Stored entries
------------------------------------
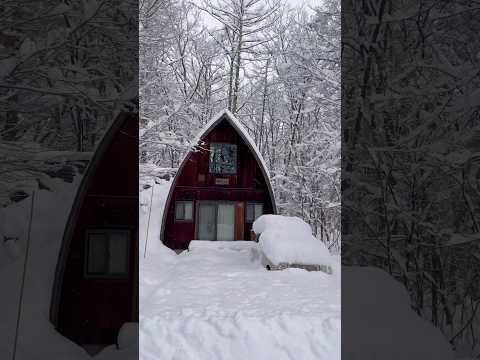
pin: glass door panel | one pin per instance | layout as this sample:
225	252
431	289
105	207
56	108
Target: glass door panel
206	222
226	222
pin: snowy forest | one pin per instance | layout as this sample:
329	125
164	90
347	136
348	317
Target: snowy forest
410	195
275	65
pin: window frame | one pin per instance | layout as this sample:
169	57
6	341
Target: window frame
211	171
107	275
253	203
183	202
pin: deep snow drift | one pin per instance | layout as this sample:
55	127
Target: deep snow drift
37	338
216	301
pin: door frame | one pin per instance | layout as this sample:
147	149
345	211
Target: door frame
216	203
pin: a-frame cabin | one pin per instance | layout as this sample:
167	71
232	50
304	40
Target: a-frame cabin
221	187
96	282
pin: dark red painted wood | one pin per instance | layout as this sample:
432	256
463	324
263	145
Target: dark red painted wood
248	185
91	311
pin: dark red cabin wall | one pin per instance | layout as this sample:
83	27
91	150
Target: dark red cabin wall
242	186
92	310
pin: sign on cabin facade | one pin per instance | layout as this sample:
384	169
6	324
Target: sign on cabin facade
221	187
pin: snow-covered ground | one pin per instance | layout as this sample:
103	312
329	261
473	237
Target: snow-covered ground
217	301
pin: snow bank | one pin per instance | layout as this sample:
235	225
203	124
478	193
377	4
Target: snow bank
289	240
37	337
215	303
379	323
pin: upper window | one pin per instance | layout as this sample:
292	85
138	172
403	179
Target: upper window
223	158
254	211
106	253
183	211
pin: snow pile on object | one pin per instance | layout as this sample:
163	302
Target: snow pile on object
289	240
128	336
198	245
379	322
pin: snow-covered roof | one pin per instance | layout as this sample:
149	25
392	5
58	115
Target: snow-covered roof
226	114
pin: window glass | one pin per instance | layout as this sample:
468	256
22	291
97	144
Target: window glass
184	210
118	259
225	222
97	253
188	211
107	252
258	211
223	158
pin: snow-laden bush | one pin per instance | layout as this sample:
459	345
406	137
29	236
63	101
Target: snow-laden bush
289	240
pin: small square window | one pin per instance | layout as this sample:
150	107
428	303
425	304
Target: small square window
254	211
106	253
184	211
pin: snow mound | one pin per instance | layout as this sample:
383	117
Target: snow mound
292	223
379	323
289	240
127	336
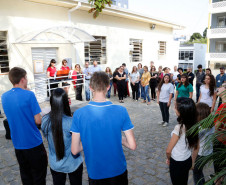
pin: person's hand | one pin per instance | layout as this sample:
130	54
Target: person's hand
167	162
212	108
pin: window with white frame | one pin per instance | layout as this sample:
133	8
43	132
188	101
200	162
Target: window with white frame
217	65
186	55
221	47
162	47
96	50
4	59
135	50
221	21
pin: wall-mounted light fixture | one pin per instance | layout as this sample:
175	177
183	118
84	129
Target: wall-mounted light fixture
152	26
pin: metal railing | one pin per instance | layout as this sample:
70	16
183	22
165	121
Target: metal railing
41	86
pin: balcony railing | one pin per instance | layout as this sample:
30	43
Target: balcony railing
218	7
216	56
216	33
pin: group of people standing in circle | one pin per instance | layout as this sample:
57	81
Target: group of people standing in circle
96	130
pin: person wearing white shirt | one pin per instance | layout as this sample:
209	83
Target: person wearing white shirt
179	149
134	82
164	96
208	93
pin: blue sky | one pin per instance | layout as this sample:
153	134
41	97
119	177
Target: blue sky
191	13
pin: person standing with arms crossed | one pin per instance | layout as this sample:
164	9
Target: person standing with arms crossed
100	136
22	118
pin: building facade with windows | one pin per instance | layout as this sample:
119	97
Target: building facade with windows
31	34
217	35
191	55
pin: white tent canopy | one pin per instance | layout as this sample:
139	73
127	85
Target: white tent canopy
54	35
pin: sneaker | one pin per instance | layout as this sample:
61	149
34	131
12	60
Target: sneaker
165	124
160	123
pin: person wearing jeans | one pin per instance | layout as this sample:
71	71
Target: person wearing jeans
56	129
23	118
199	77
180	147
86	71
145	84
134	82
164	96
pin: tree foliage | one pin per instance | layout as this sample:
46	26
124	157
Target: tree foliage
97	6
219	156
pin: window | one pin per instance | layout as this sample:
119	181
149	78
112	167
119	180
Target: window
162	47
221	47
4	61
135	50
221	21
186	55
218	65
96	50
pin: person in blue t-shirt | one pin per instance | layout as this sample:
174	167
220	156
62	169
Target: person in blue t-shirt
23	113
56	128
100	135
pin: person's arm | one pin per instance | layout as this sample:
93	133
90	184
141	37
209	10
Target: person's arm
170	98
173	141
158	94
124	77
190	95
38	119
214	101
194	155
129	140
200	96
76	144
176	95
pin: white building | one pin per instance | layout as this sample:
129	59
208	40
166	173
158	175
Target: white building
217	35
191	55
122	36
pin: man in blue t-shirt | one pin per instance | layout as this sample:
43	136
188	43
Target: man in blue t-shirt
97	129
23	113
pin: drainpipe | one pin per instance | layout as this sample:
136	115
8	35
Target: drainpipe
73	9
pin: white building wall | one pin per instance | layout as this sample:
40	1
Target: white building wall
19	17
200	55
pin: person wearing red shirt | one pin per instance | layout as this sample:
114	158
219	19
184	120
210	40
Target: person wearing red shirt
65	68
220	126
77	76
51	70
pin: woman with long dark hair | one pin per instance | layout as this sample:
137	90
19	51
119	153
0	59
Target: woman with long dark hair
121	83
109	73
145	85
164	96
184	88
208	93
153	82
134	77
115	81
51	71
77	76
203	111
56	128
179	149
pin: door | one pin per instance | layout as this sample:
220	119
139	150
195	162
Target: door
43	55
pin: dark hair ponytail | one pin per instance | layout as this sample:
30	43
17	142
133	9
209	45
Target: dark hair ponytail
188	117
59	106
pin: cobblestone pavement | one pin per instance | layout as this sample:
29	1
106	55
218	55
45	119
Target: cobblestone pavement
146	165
------------------------------------
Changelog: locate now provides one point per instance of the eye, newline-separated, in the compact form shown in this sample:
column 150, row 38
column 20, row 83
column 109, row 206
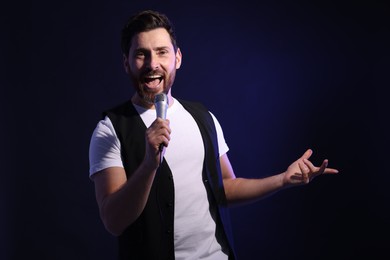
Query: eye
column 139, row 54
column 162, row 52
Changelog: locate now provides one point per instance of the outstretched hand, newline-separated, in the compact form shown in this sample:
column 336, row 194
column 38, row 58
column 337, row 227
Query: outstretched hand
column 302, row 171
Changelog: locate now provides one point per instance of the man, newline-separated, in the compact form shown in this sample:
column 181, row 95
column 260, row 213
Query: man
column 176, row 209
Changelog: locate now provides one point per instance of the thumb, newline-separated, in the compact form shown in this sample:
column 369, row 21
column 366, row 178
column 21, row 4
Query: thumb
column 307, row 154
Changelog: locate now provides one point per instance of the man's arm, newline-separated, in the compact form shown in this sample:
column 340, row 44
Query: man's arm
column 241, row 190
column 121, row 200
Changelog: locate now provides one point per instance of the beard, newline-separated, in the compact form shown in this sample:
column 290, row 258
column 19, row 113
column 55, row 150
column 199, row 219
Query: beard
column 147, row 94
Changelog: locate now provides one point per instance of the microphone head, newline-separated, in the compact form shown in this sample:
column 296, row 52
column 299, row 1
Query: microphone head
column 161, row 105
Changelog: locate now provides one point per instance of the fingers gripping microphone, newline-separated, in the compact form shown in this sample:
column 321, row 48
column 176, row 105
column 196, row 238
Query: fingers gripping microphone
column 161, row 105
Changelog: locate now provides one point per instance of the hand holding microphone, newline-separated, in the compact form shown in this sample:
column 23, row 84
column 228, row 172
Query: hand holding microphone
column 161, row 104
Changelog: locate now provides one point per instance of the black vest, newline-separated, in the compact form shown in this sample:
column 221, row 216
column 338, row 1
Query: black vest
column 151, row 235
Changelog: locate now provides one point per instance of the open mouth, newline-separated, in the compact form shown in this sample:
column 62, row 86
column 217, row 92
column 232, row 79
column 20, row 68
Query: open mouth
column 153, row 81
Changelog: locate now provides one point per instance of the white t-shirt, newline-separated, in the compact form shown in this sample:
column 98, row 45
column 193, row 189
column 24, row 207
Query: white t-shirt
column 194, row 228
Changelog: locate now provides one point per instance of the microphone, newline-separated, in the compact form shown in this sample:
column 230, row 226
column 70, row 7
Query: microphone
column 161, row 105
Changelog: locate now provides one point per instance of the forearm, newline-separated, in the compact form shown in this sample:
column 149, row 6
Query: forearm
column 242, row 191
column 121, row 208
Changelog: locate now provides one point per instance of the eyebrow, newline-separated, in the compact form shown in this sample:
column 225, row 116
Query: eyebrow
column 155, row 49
------------------------------------
WHAT YOU NEED TO DO: Restate word for word only the lines above from the line containing "pin: glass door" to the line containing "pin: door frame", both of them included.

ANSWER TO THE PROBLEM:
pin: glass door panel | one pin per instance | layout as this sample:
225	252
431	289
105	207
56	108
Target: glass door panel
206	222
226	222
pin: snowy forest | one pin per instance | layout as this sample:
329	125
164	90
347	136
348	317
Target: snowy forest
410	195
275	65
pin: window frame | one pin per instance | layout as this sample:
169	57
6	341
Target: window frame
211	171
107	275
253	203
183	202
pin: deep snow drift | one pin per instance | layout as this sample:
55	127
Target: deep snow drift
37	338
216	301
pin: door frame | one pin per instance | layout as this sample:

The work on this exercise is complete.